Extracted text =
============

Quasi-experimental design study means a study using a design that attempts to approximate an experimental study by identifying a comparison group that is similar to the treatment group in important respects. This type of study, depending on design and implementation ( e.g., establishment of baseline equivalence of the groups being compared), can meet WWC standards with reservations, but cannot meet WWC standards without reservations, as described in the WWC Handbooks.

Relevant outcome means the student outcome(s) or other outcomes(s) the key project component is designed to improve, consistent with the specific goals of the program.

Tribal Colleges or Universities has the meaning ascribed it in section 316(b)(3) of the HEA.

Underserved student means a student in postsecondary education in one or more of the following subgroups:

(a) A student who is living in poverty or is served by schools with high concentrations of students living in poverty.

(b) A student of color.

(c) A student who is a member of a federally recognized Indian Tribe. Start Printed Page 47932

(d) An English learner.

(e) A child or student with a disability.

(f) A disconnected youth.

(g) A technologically unconnected youth.

(h) A migrant student.

(i) A student experiencing homelessness or housing insecurity.

(j) A lesbian, gay, bisexual, transgender, queer or questioning, or intersex (LGBTQI+) student.

(k) A student who is in foster care.

(l) A student without documentation of immigration status.

(m) A pregnant, parenting, or caregiving student.

(n) A student impacted by the justice system, including a formerly incarcerated student.

(o) A student who is the first in their family to attend postsecondary education.

(p) A student enrolling in or seeking to enroll in postsecondary education for the first time at the age of 20 or older.

(q) A student who is working full-time while enrolled in postsecondary education.

(r) A student who is enrolled in or is seeking to enroll in postsecondary education who is eligible for a Pell Grant.

(s) An adult student in need of improving their basic skills or an adult student with limited English proficiency.

(t) A military- or veteran- connected student.

============

Entries from an annotation dataset:
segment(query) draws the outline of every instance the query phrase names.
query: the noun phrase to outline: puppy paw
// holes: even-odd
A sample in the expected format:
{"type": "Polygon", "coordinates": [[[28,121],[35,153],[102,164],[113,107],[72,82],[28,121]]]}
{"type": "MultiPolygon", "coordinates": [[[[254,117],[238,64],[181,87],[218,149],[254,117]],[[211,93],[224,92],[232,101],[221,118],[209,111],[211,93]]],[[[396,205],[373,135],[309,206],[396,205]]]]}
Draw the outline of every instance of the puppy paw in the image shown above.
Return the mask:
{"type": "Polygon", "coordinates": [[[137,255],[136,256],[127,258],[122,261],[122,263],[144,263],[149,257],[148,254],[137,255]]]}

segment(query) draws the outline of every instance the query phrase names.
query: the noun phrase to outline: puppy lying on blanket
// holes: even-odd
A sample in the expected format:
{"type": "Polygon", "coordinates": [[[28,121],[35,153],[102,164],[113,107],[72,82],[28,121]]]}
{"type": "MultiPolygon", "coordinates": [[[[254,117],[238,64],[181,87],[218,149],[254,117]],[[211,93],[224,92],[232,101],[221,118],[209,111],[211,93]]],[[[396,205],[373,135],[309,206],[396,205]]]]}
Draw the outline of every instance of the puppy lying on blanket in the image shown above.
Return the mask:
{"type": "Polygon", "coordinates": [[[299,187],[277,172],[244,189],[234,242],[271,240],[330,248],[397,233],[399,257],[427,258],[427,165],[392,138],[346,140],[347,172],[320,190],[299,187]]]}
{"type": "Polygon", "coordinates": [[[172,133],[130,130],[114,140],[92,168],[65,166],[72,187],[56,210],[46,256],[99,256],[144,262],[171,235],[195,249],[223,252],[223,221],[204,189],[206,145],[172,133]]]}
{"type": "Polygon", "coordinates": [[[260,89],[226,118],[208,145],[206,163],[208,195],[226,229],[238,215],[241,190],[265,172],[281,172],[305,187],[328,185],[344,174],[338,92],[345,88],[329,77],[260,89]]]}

============

Set of tasks =
**A.** In the program definitions, which section of the HEA gives the meaning of "Tribal Colleges or Universities"?
**B.** Write what comes next in the program definitions, starting after the item on military- or veteran-connected students.

Per-task outputs =
**A.** Section 316(b)(3) of the HEA.

**B.**
What Works Clearinghouse Handbooks (WWC Handbooks) means the standards and procedures set forth in the WWC Standards Handbook, Versions 4.0 or 4.1, and WWC Procedures Handbook, Versions 4.0 or 4.1, or in the WWC Procedures and Standards Handbook, Version 3.0 or Version 2.1 (all incorporated by reference, see 34 CFR 77.2). Study findings eligible for review under WWC standards can meet WWC standards without reservations, meet WWC standards with reservations, or not meet WWC standards. WWC practice guides and intervention reports include findings from systematic reviews of evidence as described in the WWC Handbooks documentation.

Note: The What Works Clearinghouse Procedures and Standards Handbook (Version 4.1), as well as the more recent What Works Clearinghouse Handbook released in August 2022 (Version 5.0), are available at https://ies.ed.gov/​ncee/​wwc/​Handbooks.

Program Authority:20 U.S.C. 1138-1138d; the Explanatory Statement accompanying Division D of the Further Consolidated Appropriations Act, 2024 (Pub. L. 118-47).

Note: Projects will be awarded and must be operated in a manner consistent with the nondiscrimination requirements contained in the Federal civil rights laws.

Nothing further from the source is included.